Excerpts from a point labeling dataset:
— Begin —

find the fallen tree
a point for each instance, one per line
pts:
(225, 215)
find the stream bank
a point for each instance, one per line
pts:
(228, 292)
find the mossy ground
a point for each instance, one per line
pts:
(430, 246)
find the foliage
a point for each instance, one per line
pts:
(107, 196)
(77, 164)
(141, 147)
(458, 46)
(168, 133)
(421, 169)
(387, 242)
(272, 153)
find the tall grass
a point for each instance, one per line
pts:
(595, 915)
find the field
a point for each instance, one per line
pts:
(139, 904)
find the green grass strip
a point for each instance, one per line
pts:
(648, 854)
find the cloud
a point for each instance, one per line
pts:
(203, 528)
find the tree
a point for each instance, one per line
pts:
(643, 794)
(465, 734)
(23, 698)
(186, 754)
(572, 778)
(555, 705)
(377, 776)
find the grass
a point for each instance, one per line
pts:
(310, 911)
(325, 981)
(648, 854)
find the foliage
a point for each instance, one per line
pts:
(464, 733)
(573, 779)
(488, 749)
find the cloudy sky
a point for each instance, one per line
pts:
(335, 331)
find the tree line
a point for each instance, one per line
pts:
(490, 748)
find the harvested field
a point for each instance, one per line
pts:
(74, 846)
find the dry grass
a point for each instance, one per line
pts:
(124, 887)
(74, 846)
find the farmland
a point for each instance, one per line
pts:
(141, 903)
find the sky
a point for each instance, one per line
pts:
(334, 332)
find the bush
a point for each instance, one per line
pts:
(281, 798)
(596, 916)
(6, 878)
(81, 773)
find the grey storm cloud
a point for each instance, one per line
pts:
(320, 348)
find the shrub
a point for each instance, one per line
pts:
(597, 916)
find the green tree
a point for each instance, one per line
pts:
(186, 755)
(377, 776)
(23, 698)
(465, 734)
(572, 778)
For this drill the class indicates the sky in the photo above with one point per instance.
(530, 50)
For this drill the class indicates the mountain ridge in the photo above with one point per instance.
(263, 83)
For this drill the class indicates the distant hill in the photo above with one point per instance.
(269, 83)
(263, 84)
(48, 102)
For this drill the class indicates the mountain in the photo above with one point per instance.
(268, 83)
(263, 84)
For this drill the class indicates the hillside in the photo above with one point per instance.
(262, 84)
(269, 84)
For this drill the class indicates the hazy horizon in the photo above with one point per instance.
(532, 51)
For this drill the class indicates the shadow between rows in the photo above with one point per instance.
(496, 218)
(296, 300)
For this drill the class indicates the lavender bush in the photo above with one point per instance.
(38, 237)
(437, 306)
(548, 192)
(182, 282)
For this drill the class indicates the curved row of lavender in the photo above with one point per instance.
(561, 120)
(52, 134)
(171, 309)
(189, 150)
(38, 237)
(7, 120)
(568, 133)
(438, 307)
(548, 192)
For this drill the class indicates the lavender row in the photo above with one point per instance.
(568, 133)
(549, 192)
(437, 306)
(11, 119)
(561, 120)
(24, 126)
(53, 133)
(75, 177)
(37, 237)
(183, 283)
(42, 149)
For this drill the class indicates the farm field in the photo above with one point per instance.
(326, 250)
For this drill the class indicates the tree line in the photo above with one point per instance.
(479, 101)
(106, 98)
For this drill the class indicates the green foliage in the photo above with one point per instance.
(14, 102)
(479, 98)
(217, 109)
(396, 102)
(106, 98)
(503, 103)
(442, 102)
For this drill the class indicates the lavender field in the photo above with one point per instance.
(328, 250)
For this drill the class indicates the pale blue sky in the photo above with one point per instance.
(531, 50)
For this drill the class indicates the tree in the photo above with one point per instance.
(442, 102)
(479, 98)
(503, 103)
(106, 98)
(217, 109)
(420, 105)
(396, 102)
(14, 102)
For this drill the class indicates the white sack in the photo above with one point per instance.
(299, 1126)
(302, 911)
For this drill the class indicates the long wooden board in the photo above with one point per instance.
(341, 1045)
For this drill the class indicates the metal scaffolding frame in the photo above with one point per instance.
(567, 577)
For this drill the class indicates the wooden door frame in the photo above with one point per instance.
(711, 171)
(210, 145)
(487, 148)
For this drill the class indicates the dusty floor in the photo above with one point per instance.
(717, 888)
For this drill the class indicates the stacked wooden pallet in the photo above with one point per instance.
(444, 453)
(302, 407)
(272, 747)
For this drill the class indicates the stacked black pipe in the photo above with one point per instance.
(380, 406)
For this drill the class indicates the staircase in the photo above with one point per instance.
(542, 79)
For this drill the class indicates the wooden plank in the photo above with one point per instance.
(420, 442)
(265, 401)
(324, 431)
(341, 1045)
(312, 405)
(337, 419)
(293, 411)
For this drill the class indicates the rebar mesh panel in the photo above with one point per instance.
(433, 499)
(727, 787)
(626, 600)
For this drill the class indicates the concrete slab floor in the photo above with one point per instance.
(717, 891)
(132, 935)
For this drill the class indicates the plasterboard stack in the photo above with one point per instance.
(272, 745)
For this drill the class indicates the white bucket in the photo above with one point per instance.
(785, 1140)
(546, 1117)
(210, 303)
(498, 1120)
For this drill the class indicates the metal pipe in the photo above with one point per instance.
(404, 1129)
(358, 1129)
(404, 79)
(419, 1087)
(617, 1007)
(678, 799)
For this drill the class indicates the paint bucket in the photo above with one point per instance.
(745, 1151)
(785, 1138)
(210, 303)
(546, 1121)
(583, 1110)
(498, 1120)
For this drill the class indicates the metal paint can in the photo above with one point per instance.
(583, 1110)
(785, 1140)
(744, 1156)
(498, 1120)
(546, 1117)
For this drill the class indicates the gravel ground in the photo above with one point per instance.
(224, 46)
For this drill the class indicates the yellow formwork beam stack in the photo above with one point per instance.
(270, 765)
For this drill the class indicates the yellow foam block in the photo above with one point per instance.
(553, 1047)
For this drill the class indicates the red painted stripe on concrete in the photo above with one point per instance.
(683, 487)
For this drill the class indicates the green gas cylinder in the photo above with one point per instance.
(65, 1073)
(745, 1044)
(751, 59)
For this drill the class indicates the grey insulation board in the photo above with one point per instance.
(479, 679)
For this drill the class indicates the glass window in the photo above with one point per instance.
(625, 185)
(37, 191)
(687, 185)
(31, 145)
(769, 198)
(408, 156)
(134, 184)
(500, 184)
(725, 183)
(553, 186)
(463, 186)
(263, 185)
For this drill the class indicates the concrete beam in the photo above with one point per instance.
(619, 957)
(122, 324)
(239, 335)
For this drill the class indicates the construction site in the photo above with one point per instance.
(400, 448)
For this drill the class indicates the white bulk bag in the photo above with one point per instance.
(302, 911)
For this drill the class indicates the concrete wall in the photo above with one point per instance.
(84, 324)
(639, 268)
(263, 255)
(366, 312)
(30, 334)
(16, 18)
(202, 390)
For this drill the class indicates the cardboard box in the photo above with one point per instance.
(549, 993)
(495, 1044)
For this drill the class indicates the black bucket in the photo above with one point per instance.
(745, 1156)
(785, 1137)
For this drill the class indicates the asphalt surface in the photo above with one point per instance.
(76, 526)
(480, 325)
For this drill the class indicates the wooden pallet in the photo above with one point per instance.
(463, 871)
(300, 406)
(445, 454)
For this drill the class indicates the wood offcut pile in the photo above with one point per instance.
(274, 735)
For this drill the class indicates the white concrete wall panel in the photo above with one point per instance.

— End —

== Aim of the task ==
Update the records by changing each "instance" to "occurrence" and keep everything else the same.

== Answer to the task ==
find the fallen tree
a point for each occurrence, one per line
pts:
(225, 215)
find the stream bank
a point for each occurrence, one per line
pts:
(228, 292)
find the mossy ground
a point for each occurrence, one per line
pts:
(430, 246)
find the foliage
a point for each occurrence, one per line
pts:
(107, 196)
(77, 164)
(141, 147)
(458, 46)
(168, 133)
(421, 169)
(387, 242)
(272, 153)
find the tall grass
a point for each occurrence, one per line
pts:
(595, 915)
find the field
a point for each occurrence, one per line
pts:
(139, 904)
find the green grass strip
a point for each occurrence, one per line
pts:
(648, 854)
find the cloud
a point for each occurrence, one per line
pts:
(203, 528)
find the tree
a point for each occurrence, one per line
pts:
(643, 794)
(465, 734)
(23, 698)
(186, 754)
(572, 778)
(555, 705)
(377, 776)
find the grass
a point for each occurrence, one per line
pts:
(310, 911)
(325, 981)
(648, 854)
find the foliage
a point for each occurrence, one per line
pts:
(464, 733)
(573, 779)
(488, 749)
find the cloudy sky
a point for each occurrence, one per line
pts:
(335, 331)
find the tree line
a point for each occurrence, one per line
pts:
(490, 748)
find the harvested field
a point for each occurrence, one per line
pts:
(74, 846)
find the dry grass
a point for each occurrence, one per line
pts:
(124, 887)
(74, 846)
find the farmland
a point for each occurrence, one per line
pts:
(141, 903)
find the sky
a point for each occurrence, one per line
pts:
(334, 332)
find the bush
a point for each occurrence, one per line
pts:
(281, 798)
(596, 916)
(6, 878)
(81, 773)
find the grey storm cloud
a point for each occurrence, one per line
pts:
(320, 348)
find the shrub
a point for each occurrence, one per line
pts:
(597, 916)
find the green tree
a point for each occurrence, one per line
pts:
(186, 755)
(377, 776)
(23, 698)
(465, 734)
(572, 778)
For this drill the class indicates the sky in the photo above with one point per occurrence.
(530, 50)
For this drill the class indicates the mountain ridge in the photo above with one point per occurrence.
(263, 83)
For this drill the class indicates the distant hill in the photo above with one point per occurrence.
(269, 83)
(263, 84)
(48, 102)
For this drill the class indicates the mountain in the photo above with one point per occurrence.
(268, 83)
(263, 84)
For this drill the class indicates the hillside in the photo above with one point per occurrence.
(262, 84)
(269, 84)
For this drill the class indicates the hazy horizon in the photo above with one point per occurrence.
(532, 51)
For this drill the class indicates the shadow between rows in the photo above with one point per occurrence.
(496, 218)
(296, 300)
For this drill the class indicates the lavender bush in the photo above with one point per occurrence.
(38, 237)
(437, 306)
(548, 192)
(182, 282)
For this drill the class indicates the curved row of lavender in the photo above with one point per occurrence.
(561, 120)
(52, 134)
(171, 309)
(189, 150)
(38, 237)
(7, 120)
(568, 133)
(438, 307)
(548, 192)
For this drill the class indicates the lavender row in the photo above with one point per occurrence.
(568, 133)
(549, 192)
(437, 306)
(11, 119)
(561, 120)
(24, 126)
(53, 133)
(75, 177)
(37, 237)
(183, 283)
(42, 149)
For this drill the class indicates the farm field in the photo above with one point per occurrence.
(326, 250)
For this drill the class indicates the tree line in the photo above with one point per occurrence.
(479, 101)
(106, 98)
For this drill the class indicates the green foliage in the photo above with one point per occurrence.
(14, 102)
(479, 98)
(217, 109)
(396, 102)
(106, 98)
(503, 103)
(442, 102)
For this drill the class indicates the lavender field in the photo above with one point per occurrence.
(328, 250)
For this drill the class indicates the pale blue sky in the photo above with one point per occurrence.
(531, 50)
For this drill the class indicates the tree in the photo above with one point per occurrence.
(442, 102)
(479, 98)
(503, 103)
(106, 98)
(217, 109)
(420, 105)
(396, 102)
(14, 102)
For this drill the class indicates the white sack in the photo above with one point per occurrence.
(299, 1126)
(302, 911)
For this drill the class indicates the long wooden board in the photo above with one point per occurrence.
(341, 1045)
For this drill the class indicates the metal scaffolding frame in the photo above with one point per occurrence.
(567, 577)
For this drill the class indicates the wooden door frame in the photo above with one point per occurrence.
(711, 171)
(210, 145)
(487, 148)
For this drill the class indicates the dusty floor in the photo above with one point per occurrence.
(717, 888)
For this drill the class indicates the stacked wooden pallet in the photo above with one point per occurrence.
(444, 453)
(302, 407)
(272, 747)
For this drill the class indicates the stacked black pipe in the photo above with one point per occurrence.
(380, 406)
For this drill the class indicates the staircase in the photo above with one point per occurrence.
(542, 79)
For this drill the class indicates the wooden plank in the photo above with one point per occurrence.
(420, 442)
(265, 401)
(324, 431)
(341, 1045)
(312, 405)
(337, 419)
(293, 411)
For this drill the class indicates the rebar mesh panel in the photo above with one point per occurrence.
(433, 499)
(727, 787)
(626, 600)
For this drill the class indicates the concrete slab floor in the photo above with one point per occurrence.
(717, 891)
(132, 935)
For this drill the class indicates the plasterboard stack in the photo above with one point per occurrence.
(272, 745)
For this drill the class indicates the white bucket in the photo above with one point per occurrence.
(785, 1140)
(546, 1117)
(210, 303)
(498, 1120)
For this drill the class indicates the metal pipe in the photo above with one point per occurrence.
(404, 1129)
(358, 1129)
(404, 79)
(419, 1087)
(617, 1007)
(678, 799)
For this drill the class indicates the paint bucket in the photo above with one point per occurrence.
(745, 1151)
(785, 1138)
(210, 303)
(546, 1121)
(583, 1110)
(498, 1120)
For this drill the class indicates the metal paint can in the photo above with one point per occurrence.
(583, 1110)
(785, 1140)
(744, 1156)
(498, 1120)
(546, 1117)
For this drill the class indicates the gravel ground in the photo above with one point per occurrence.
(224, 46)
For this drill the class indicates the yellow formwork beam stack in the photo above with one point per occurrence.
(270, 765)
For this drill the class indicates the yellow foam block in the photo above with one point per occurrence.
(553, 1047)
For this drill the class indicates the red painted stripe on concrete in the photo above with one point per occurrence.
(683, 487)
For this drill the class indicates the green gas cylinder in the photo above with one point per occurrence.
(65, 1073)
(745, 1044)
(751, 59)
For this drill the class indicates the grey insulation board in the photo above with one point per occurrence.
(479, 679)
For this drill the class indicates the glass window in the photo above with one point per occurrence.
(625, 185)
(37, 191)
(687, 185)
(31, 145)
(769, 198)
(408, 156)
(134, 184)
(500, 184)
(725, 183)
(553, 186)
(463, 186)
(263, 185)
For this drill the class indicates the concrete beam in the photo above with one point per occurrence.
(619, 957)
(122, 324)
(239, 335)
For this drill the class indicates the construction site in the photo above with one point per occurrence.
(400, 448)
For this drill the class indicates the white bulk bag in the photo above with one point per occurrence.
(302, 911)
For this drill the class indicates the concrete wall in the photo above with one point per occurrence.
(84, 324)
(639, 268)
(263, 255)
(366, 312)
(30, 334)
(16, 18)
(202, 390)
For this drill the class indicates the cardboard box in the photo above with one point per occurrence.
(549, 993)
(495, 1044)
For this drill the class indicates the black bucket in the photo above with one point per occurrence.
(745, 1156)
(785, 1137)
For this drill the class indicates the asphalt surface in the photo above with one point per occurrence.
(76, 526)
(480, 325)
For this drill the class indicates the wooden pallet in the photo above with one point per occurrence.
(463, 871)
(300, 406)
(445, 454)
For this drill the class indicates the wood offcut pile in the photo above with one point per occurrence.
(274, 735)
For this drill the class indicates the white concrete wall panel in the photo above with one point per occurrence.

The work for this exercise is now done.